* **Point annotations for photos**

** begin **

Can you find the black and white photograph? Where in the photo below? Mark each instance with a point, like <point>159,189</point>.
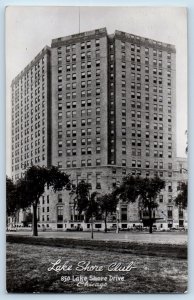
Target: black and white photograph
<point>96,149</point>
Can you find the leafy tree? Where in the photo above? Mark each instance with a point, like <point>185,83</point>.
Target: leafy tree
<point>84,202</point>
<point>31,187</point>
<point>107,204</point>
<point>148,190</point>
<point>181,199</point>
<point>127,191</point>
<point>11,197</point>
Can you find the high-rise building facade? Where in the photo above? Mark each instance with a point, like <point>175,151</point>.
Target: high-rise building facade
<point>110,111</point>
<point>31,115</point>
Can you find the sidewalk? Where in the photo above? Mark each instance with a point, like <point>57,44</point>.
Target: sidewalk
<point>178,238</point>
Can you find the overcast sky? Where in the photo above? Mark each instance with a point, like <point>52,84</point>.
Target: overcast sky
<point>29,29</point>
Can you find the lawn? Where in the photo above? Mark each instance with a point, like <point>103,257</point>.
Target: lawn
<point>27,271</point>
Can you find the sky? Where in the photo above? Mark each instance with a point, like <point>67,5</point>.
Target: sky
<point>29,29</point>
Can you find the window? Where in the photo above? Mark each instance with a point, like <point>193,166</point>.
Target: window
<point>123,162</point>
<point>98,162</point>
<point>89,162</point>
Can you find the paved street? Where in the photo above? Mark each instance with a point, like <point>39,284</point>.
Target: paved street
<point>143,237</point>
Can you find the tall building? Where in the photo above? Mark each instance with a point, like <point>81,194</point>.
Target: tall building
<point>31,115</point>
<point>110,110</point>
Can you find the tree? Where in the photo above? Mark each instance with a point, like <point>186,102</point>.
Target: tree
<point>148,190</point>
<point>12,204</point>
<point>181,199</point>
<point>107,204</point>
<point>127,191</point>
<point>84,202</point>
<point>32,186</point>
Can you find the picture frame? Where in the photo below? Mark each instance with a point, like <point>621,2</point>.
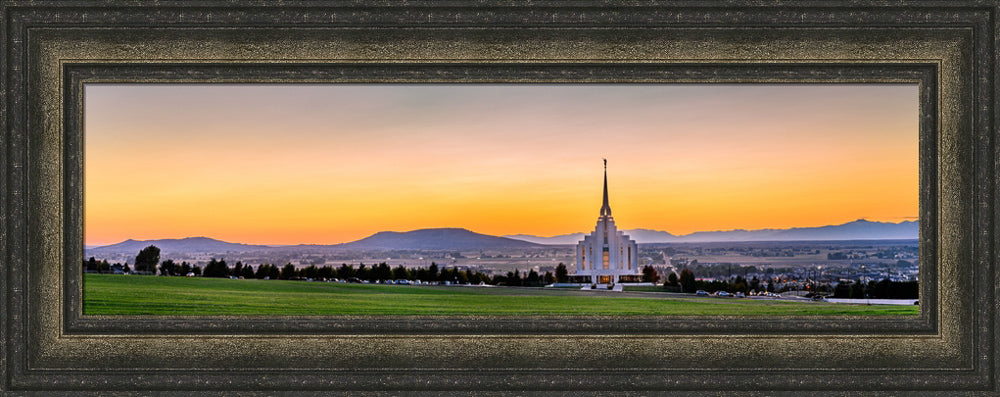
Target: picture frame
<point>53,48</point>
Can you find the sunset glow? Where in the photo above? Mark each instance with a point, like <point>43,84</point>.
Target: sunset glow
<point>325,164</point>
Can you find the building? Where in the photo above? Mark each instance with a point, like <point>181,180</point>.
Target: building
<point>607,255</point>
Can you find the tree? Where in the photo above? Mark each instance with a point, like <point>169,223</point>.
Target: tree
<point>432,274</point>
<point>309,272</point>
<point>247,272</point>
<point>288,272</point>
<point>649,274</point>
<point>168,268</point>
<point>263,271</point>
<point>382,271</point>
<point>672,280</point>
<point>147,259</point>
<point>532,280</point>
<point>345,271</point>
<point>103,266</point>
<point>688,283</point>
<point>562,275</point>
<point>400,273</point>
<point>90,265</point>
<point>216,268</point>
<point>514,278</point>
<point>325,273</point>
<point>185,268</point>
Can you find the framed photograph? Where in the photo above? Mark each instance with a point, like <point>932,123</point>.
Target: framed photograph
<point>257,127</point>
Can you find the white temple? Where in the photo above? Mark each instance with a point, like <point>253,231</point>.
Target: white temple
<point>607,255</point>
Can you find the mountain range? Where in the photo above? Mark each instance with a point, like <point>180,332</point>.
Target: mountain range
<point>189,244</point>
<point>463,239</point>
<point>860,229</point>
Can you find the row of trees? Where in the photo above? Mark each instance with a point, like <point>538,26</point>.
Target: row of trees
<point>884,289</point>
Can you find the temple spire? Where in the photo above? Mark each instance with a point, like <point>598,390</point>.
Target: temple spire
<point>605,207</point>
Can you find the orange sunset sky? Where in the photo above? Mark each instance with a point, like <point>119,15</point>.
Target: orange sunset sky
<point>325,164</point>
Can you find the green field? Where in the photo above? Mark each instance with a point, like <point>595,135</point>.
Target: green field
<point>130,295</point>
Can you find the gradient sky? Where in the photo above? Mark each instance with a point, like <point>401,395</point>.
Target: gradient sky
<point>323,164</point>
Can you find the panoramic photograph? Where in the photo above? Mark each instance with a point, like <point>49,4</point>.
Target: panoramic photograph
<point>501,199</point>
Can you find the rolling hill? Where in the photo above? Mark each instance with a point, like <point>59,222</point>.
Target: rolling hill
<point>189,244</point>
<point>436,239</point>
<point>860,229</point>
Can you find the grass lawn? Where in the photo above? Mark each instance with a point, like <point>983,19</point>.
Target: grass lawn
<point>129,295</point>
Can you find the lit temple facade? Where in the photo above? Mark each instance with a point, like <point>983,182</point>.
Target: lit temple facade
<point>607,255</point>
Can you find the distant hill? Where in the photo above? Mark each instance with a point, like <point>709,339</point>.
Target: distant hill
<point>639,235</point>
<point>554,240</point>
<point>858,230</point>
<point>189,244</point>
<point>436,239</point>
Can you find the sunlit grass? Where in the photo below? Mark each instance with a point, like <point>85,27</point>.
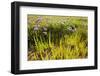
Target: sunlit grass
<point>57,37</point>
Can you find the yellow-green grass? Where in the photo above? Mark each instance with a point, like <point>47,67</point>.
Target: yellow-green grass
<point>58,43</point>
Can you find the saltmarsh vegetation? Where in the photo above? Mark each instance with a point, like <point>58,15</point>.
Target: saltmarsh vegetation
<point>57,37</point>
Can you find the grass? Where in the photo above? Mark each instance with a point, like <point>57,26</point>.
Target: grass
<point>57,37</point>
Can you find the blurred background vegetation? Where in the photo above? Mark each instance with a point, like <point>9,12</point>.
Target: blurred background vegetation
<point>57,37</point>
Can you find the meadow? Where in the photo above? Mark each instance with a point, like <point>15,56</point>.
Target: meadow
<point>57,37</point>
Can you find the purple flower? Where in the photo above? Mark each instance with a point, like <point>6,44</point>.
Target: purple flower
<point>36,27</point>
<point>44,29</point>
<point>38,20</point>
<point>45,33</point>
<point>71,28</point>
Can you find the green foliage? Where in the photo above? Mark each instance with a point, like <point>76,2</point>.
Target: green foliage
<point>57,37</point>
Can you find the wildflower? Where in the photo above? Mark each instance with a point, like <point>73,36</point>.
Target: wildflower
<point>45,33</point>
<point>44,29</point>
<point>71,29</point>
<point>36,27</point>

** end **

Can you transcribe the entire listing above word for word, leaving out the pictures?

* **Task solution**
Can you find the black and white photograph? Where in the photo below? Mark each instance with a point, like <point>159,189</point>.
Target: black and white photograph
<point>96,149</point>
Can you find the leafy tree? Where in the photo above? Mark each instance with a point, like <point>185,83</point>.
Target: leafy tree
<point>84,202</point>
<point>31,187</point>
<point>107,204</point>
<point>148,190</point>
<point>181,199</point>
<point>127,191</point>
<point>11,197</point>
Can you find the high-rise building facade? Where in the photo above? Mark each instance with a point, like <point>175,151</point>.
Target: high-rise building facade
<point>110,111</point>
<point>31,115</point>
Can you find the sidewalk? Where in the photo above? Mark each instance with a point, like <point>57,44</point>.
Target: sidewalk
<point>178,238</point>
Can you find the overcast sky? Where in the photo above? Mark each instance with a point, like <point>52,84</point>.
Target: overcast sky
<point>29,29</point>
Can you find the lawn? Where in the photo above? Mark each instance with a point, like <point>103,257</point>.
Target: lawn
<point>27,271</point>
Can you find the sky? Where in the photo above? Mark each instance with a point, like <point>67,5</point>.
Target: sky
<point>29,29</point>
Can you find the window? Where in the photo above? Mark each instance with a point, like <point>193,166</point>.
Target: window
<point>123,162</point>
<point>98,162</point>
<point>89,162</point>
Can you find the paved street? Where in the photo above? Mark each instance with a point, like <point>39,284</point>.
Target: paved street
<point>143,237</point>
Can you find the tall building? Where in the photo above? Mark each instance with a point, like <point>81,194</point>.
Target: tall building
<point>31,115</point>
<point>110,110</point>
Can you find the tree? Where in the photo above? Mark each instance with a point, like <point>186,102</point>.
Target: tree
<point>148,190</point>
<point>12,204</point>
<point>181,199</point>
<point>107,204</point>
<point>127,191</point>
<point>84,202</point>
<point>32,186</point>
Can you find the picture frame? Where in the photo below? Mark each instance with a point, like <point>621,2</point>.
Target: picture frame
<point>53,48</point>
Can you find the sunset glow? Where in the photo above? Mark each instance with a point, like <point>43,84</point>.
Target: sunset glow
<point>325,164</point>
Can you find the building? Where in the photo above? Mark each instance with a point, like <point>181,180</point>.
Target: building
<point>607,255</point>
Can you find the tree? Where in the photo above? Mark each instance with a point, like <point>169,223</point>.
Target: tree
<point>432,274</point>
<point>309,272</point>
<point>247,272</point>
<point>288,272</point>
<point>649,274</point>
<point>168,268</point>
<point>263,271</point>
<point>382,271</point>
<point>672,280</point>
<point>147,259</point>
<point>532,280</point>
<point>345,271</point>
<point>103,266</point>
<point>688,283</point>
<point>562,275</point>
<point>400,273</point>
<point>90,265</point>
<point>216,268</point>
<point>514,278</point>
<point>325,273</point>
<point>185,268</point>
Can you find the framed photograph? Where in the photo above? Mark each instance with a point, like <point>932,123</point>.
Target: framed photograph
<point>257,127</point>
Can you find the white temple? Where in the photo above? Mark each instance with a point, like <point>253,231</point>.
Target: white temple
<point>607,255</point>
Can you find the mountain range? Where in the photo above? Mark each instance with a point, like <point>180,332</point>.
Target: mountain range
<point>189,244</point>
<point>463,239</point>
<point>860,229</point>
Can you find the row of trees? Where in the photo above? Mark each instance with a point, like <point>538,26</point>.
Target: row of trees
<point>884,289</point>
Can you find the temple spire? Where in the photo above? Mark each instance with a point, like <point>598,390</point>.
Target: temple spire
<point>605,207</point>
Can you find the orange sunset sky? Where in the photo above? Mark each instance with a point, like <point>119,15</point>.
Target: orange sunset sky
<point>325,164</point>
Can you find the green field? Where in the photo above? Mark each instance with a point, like <point>595,135</point>.
Target: green field
<point>130,295</point>
Can you find the gradient sky? Where in the photo above? Mark each instance with a point, like <point>401,395</point>.
Target: gradient sky
<point>323,164</point>
Can you find the panoramic photograph? Where in the photo above? Mark each instance with a point, like <point>49,4</point>.
Target: panoramic photograph
<point>501,199</point>
Can you find the rolling hill? Where in the photo above? Mark each instance with a point, like <point>59,222</point>.
Target: rolling hill
<point>189,244</point>
<point>436,239</point>
<point>860,229</point>
Can you find the grass lawn? Where in the photo above? Mark each instance with a point, like <point>983,19</point>.
Target: grass lawn
<point>129,295</point>
Can you find the lit temple facade? Where in the photo above? Mark each instance with a point, like <point>983,182</point>.
Target: lit temple facade
<point>607,255</point>
Can you find the distant hill? Where in the photo above? Mark each instance with a point, like <point>709,339</point>.
Target: distant hill
<point>639,235</point>
<point>554,240</point>
<point>858,230</point>
<point>189,244</point>
<point>436,239</point>
Can you find the sunlit grass? Where in the photo below? Mark each instance with a point, like <point>85,27</point>.
Target: sunlit grass
<point>57,37</point>
Can you find the yellow-green grass? Where in the photo above? Mark each instance with a point, like <point>47,67</point>.
Target: yellow-green grass
<point>58,43</point>
Can you find the saltmarsh vegetation? Where in the photo above? Mark each instance with a point, like <point>58,15</point>.
Target: saltmarsh vegetation
<point>57,37</point>
Can you find the grass? Where in the photo above? Mark each instance with a point, like <point>57,26</point>.
Target: grass
<point>57,37</point>
Can you find the blurred background vegetation? Where in the photo above? Mark each instance with a point, like <point>9,12</point>.
Target: blurred background vegetation
<point>57,37</point>
Can you find the meadow? Where in the photo above? Mark each instance with a point, like <point>15,56</point>.
Target: meadow
<point>57,37</point>
Can you find the purple flower? Where in the photo above? Mark each instance with a point, like <point>6,44</point>.
Target: purple flower
<point>36,27</point>
<point>44,29</point>
<point>38,20</point>
<point>45,33</point>
<point>71,28</point>
Can you find the green foliage? Where in the photo above? Mark each instance with a point, like <point>76,2</point>.
Target: green foliage
<point>57,37</point>
Can you find the wildflower? Where in the photo above? Mark each instance with a point, like <point>73,36</point>.
Target: wildflower
<point>45,33</point>
<point>44,29</point>
<point>71,29</point>
<point>36,27</point>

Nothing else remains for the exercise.